# WRITTEN TASK:
Every entry below should be repeated exactly; the pictures should not.

[Stored records]
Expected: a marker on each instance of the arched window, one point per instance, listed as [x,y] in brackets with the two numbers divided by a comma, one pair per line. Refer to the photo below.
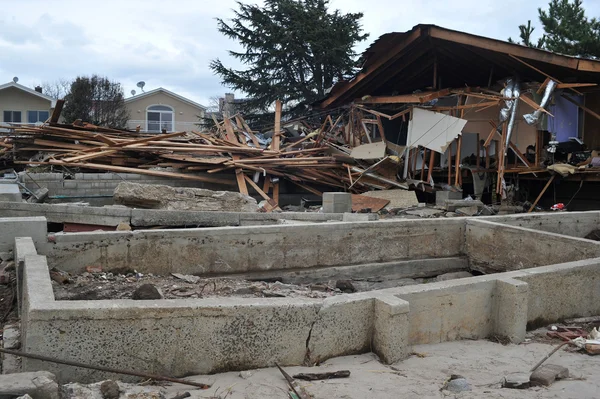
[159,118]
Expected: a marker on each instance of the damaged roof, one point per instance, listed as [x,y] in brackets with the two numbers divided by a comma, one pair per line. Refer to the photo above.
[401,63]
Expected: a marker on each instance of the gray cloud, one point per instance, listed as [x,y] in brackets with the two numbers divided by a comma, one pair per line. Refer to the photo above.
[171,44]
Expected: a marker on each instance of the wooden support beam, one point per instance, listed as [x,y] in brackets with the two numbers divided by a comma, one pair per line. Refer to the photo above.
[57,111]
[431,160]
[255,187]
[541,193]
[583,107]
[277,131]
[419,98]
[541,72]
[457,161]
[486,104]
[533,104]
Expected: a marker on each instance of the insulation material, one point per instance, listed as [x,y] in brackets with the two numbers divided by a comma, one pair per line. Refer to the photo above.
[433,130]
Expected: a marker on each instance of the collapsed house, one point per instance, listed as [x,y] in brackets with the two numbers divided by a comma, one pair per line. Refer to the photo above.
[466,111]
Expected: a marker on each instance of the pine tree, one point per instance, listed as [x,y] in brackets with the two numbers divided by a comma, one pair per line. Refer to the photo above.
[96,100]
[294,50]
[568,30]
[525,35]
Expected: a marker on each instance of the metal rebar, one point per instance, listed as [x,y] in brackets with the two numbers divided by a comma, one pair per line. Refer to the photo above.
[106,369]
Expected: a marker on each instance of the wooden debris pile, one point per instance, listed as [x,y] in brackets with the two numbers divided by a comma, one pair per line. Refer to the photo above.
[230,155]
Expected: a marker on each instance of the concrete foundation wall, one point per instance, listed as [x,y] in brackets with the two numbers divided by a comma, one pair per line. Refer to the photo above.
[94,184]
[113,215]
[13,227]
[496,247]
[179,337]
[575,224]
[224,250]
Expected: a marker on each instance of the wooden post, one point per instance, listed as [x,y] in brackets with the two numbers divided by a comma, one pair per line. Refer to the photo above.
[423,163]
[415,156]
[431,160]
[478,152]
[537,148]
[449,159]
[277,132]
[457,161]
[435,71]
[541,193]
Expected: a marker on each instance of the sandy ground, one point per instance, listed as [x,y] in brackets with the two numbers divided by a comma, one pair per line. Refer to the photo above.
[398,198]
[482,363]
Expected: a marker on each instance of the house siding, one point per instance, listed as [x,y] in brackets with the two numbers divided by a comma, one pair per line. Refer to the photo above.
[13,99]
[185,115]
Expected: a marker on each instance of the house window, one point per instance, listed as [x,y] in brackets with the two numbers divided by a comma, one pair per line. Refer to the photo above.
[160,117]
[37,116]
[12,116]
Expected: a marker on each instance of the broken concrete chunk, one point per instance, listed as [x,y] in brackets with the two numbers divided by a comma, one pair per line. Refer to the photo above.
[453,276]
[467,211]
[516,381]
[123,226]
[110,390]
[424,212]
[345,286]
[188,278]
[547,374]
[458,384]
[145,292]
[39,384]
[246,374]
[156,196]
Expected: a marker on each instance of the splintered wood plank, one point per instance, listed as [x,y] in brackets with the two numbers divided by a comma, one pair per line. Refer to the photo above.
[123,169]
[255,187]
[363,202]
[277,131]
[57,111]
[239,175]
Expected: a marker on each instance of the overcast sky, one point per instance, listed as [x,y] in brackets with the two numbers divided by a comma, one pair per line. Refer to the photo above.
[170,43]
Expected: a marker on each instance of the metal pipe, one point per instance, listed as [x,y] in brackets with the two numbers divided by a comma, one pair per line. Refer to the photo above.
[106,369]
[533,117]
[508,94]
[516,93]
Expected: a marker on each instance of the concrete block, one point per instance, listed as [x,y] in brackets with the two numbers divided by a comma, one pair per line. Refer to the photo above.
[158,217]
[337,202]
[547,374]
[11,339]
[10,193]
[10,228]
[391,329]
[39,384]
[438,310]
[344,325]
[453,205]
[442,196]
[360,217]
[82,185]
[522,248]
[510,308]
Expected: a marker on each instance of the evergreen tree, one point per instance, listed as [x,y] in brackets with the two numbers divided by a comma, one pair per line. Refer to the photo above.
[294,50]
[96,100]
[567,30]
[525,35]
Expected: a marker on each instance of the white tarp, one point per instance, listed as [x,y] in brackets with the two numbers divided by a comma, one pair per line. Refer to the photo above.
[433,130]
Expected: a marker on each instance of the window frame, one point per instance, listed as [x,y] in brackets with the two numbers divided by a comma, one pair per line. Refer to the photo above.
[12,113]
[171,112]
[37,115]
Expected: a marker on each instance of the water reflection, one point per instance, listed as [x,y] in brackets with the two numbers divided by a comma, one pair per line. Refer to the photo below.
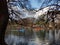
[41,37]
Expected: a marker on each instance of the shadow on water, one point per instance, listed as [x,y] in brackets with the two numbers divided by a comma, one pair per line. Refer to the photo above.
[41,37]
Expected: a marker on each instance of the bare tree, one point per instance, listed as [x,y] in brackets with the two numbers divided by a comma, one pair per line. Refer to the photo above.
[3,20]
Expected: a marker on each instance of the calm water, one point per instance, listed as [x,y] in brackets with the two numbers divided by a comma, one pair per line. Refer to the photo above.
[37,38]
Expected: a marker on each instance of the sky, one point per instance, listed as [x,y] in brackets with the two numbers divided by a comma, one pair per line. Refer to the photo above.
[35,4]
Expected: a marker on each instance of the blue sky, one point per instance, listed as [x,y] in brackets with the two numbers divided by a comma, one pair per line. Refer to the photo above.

# TASK ANSWER:
Expected: a marker on each instance of the arched window, one point per instance, listed as [x,y] in brackets with the two numbers divided by a comma, one pair per line. Refer to the photo below.
[159,118]
Expected: a marker on each instance of the damaged roof, one point per instance, listed as [x,y] in brackets with the two numbers divided by a comma, one pair per line. Refer to the photo above.
[401,63]
Expected: a marker on each instance of the gray cloud, one point per instance, listed as [x,y] in brackets with the two numbers divided by a comma, one pair per line. Refer to the photo above.
[171,44]
Expected: a marker on each instance of the wooden support beam, one point per instance, listed as [x,y] in brackets with the two numbers divided by a comma, one pair per line. Refer to the photo above.
[57,111]
[431,160]
[255,187]
[541,193]
[583,107]
[277,131]
[419,98]
[541,72]
[457,161]
[486,104]
[533,104]
Expected: a marker on each instance of the insulation material, one point per instance, listed as [x,y] in brackets with the two numbers divided by a comma, one pair per line. Refer to the photo above.
[433,130]
Expected: a marker on each instance of the collapsed house, one point per instance, listed as [x,y] in brackets with the two numbers divided by a comma, one pair per line. Refer to the photo above.
[466,111]
Expected: a marker on each instance of the pine tree, one point per instance, listed as [x,y] in brackets with the two numbers divided by a comma, one pair per line. Refer to the photo above.
[96,100]
[294,50]
[568,30]
[525,35]
Expected: a marker on each instance of the metal rebar, one point per instance, listed as [x,y] in brackets with the two numbers divided by a comma, one pair per line. Refer to the photo above.
[106,369]
Expected: a marker on each instance of the wooden debris pile, one point per instance, listed as [x,y] in brackets with the two numbers divided by a comma, one pair per line. Refer to the photo above.
[230,155]
Expected: a marker on each instance of the concrete foundation wall, one point per instance, listed as [x,y] in brackets with the two numbers divided by a comma, one pair per line. Refer to the photo above.
[94,184]
[113,215]
[13,227]
[496,247]
[179,337]
[575,224]
[224,250]
Expected: a marker on each instance of the wooden post, one point per instance, listed as [x,y] in brackets with the two numbers divided by a comma, one pair per line. Refer to the photo above.
[423,163]
[415,156]
[431,160]
[478,152]
[537,148]
[449,159]
[277,132]
[457,161]
[435,71]
[541,193]
Expected: a marker on each instance of the sandy ground, one point per instance, listed as [x,y] in brackets with the two numbers divided by a comma, one pair per line. Refer to the photo above.
[398,198]
[482,363]
Expected: a marker on each instance of the house siding, one point per instance, listed as [x,y] in brackets with the two numbers divided by a comma, one pair per line. Refer to the photo above.
[13,99]
[185,115]
Expected: a marker on each instance of the house window, one point per instance, listed as [x,y] in brackets with the two numbers divided by a comma, one pair per line. Refer to the photo above.
[160,117]
[37,116]
[12,116]
Expected: a marker on each instance of the broken concrete chunk, one point per instance, listed as [x,y] in brackets with the two numbers divided by a comma, one pair per line. Refer to the photo above.
[453,276]
[467,211]
[516,381]
[123,226]
[110,390]
[424,212]
[345,286]
[188,278]
[547,374]
[458,384]
[145,292]
[39,384]
[246,374]
[156,196]
Expected: a marker on each instance of the splintered wood plank, one point per instance, listed as [x,y] in brackets with the two numbers divided by a comma, one pair per line. Refer to the photo above.
[123,169]
[255,187]
[363,202]
[277,131]
[57,111]
[239,175]
Expected: a marker on each instance of the overcast sky, one point per instance, listed as [x,y] in brackets with the two numbers divided by a comma, one pair per line. Refer to the photo above.
[170,43]
Expected: a marker on each instance of the metal pipe, one point per instance, listed as [x,y] in brackets with the two numbers divided by a comma, one pair per line. Refer to the photo above.
[106,369]
[533,117]
[508,94]
[516,93]
Expected: a marker on each instance of the concrete block, one point per instance, listed as [x,y] in brackets with the two numbers divided by a comma, one pair per line. Refer to the photo above.
[158,217]
[337,202]
[547,374]
[11,339]
[10,193]
[10,228]
[391,329]
[39,384]
[438,310]
[344,325]
[453,205]
[442,196]
[360,217]
[82,185]
[522,248]
[510,308]
Expected: a marker on each instance of the evergreen tree, one point per instance, listed as [x,y] in brackets with the two numbers divided by a comma, one pair per line. Refer to the photo above.
[294,50]
[96,100]
[567,30]
[525,35]
Expected: a marker on each instance of the white tarp, one point per instance, listed as [x,y] in brackets with the two numbers divided by a comma, one pair per line. Refer to the photo above.
[433,130]
Expected: a marker on each instance of the window frame, one point per instance, listed as [x,y] in brackets with the two numbers divided by a comma, one pair per line. Refer to the photo above.
[12,113]
[171,112]
[37,115]
Expected: a marker on each instance of the water reflection, one point per instance, listed as [x,y] in brackets with the two numbers divided by a comma, one pair per line. Refer to the photo below.
[41,37]
Expected: a marker on each instance of the shadow on water, one point per instance, listed as [x,y] in brackets with the two numbers divided by a comma, one pair per line. Refer to the photo above.
[41,37]
Expected: a marker on each instance of the bare tree, one point per instance, listed as [x,y] in brackets with the two numbers divided by a comma, one pair per line. Refer to the photo above.
[3,20]
Expected: a marker on each instance of the calm water, one point per instance, listed as [x,y] in brackets with the two numbers divided by a comma, one pair per line. Refer to the photo above.
[37,38]
Expected: a marker on each instance of the sky, one point per instance, listed as [x,y] in brackets with the two numbers divided by a comma, one pair per line. Refer to the photo above.
[35,4]
Expected: a marker on each instance of the blue sky, one point per instance, listed as [x,y] in brackets with the two numbers divided by a comma, one pair per line. Refer to the photo above.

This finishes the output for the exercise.